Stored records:
§
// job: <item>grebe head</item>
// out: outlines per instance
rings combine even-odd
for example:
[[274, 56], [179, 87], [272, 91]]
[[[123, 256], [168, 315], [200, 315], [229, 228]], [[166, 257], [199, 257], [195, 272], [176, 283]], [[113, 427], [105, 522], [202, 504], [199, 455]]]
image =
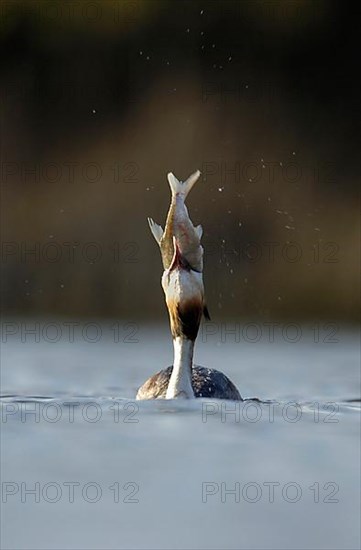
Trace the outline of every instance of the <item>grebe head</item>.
§
About this exercise:
Check each line of the entries above for the string "item", and return those that contain it.

Response area:
// job: <item>grebe head</item>
Trace the outline of every instance of the <item>grebe head</item>.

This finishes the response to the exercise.